在深圳一所普通中学,有这样一位高中语文老师:


他在课堂上可能一句话不说,但学生却最爱上他的语文课,还亲切地送给他一个昵称“老吴”;


他的课不是用来听的,是用来看的,以至于北师大还专门组织专家来“看”他的语文课,并专门设立课题进行研究推广。


带着这样的好奇,外滩君和摄像小哥一路飞奔,从申城来到深圳。一次“不一样的语文课”的发见之旅随之开启。



吴泓老师在工作室


之前吴泓老师一直在广西教书,家里也算是书香门第。1982年参加工作的他来到深圳之前,就已经是语文特级教师了,教学艺术锻炼得是炉火纯青。2000年吴泓来到深圳,在2001年开启了自己语文教学生涯的一段新生命——至今已16年的“高中语文专题学习”。

__任务说明__.
#1 根据选文,学生给吴泓老师起的昵称是什么?
#2 把选文中以“之前吴泓老师一直在广西教书”开头的那一段改写成要点列表,保留主要事实。
#3 请从介绍吴泓老师的选文最后一句之后接着写下去。

__存储数据__.
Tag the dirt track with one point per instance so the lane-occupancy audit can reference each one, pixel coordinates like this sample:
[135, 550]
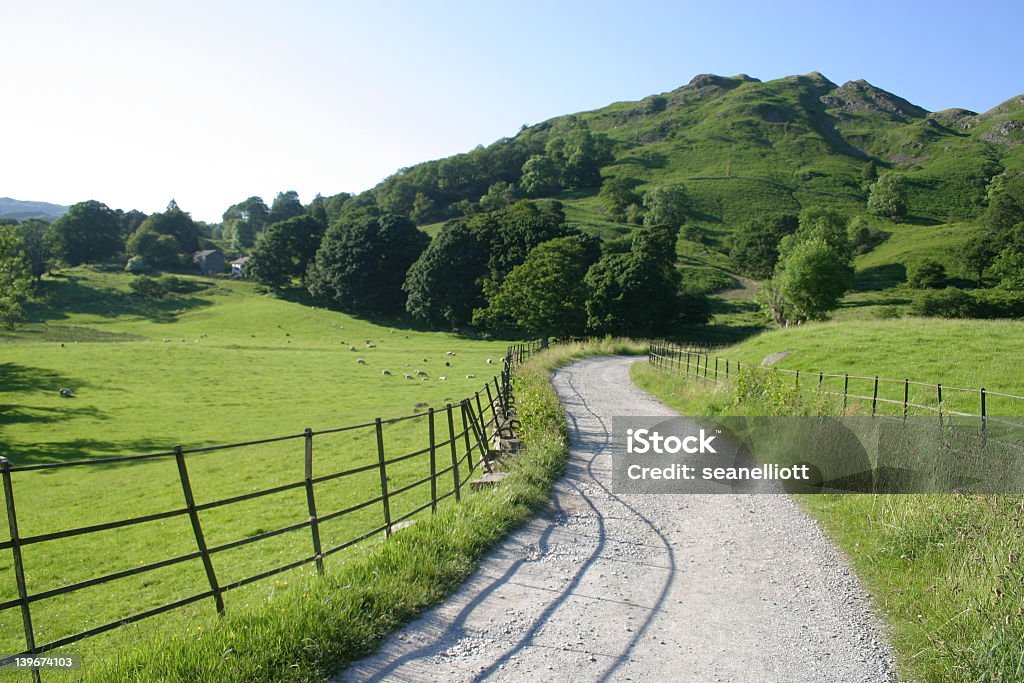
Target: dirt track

__参考答案__.
#1 学生给他起的昵称是“老吴”。

#2
- 吴泓此前一直在广西教书,出身书香门第。
- 他1982年参加工作,来深圳前已是语文特级教师,教学艺术炉火纯青。
- 他2000年来到深圳,2001年开始“高中语文专题学习”,至今已16年。

#3
顾名思义,所谓的“专题学习”有三层意思:


一是“集中做一件事”,如“专题”、“专栏”;


二是“长时间做一件事”,如“专心”、“专注”;


三是“学有所专,而后学有所成”,如“专长”、“专家”。


简而言之,“语文专题学习”就是以一个个具体的“专题”形式重新组织语文教材,在长时间专注的学习过程中,以“学生自主研究或讨论”“网络资源学习”“老师适时点拨和答疑”为主要学习方法和手段,在阅读中尤其强调“读一本完整的书”,博采众长、兼听则明,最终帮助学生生成“自己的思想”,乃至丰富人格体验。


相比之下,当下语文学习问题繁多——语文学科最不受学生喜爱和重视,高考完撕教材、满天撒花;近几年民国教材大热,大有“革语文教材之命”的趋势;全民阅读大热,让国民不得不深刻反思为什么中国人成了不爱读书的民族,而这一切追问可能最终都会回溯到“新时代下学校语文教学究竟该如何进行”这个问题。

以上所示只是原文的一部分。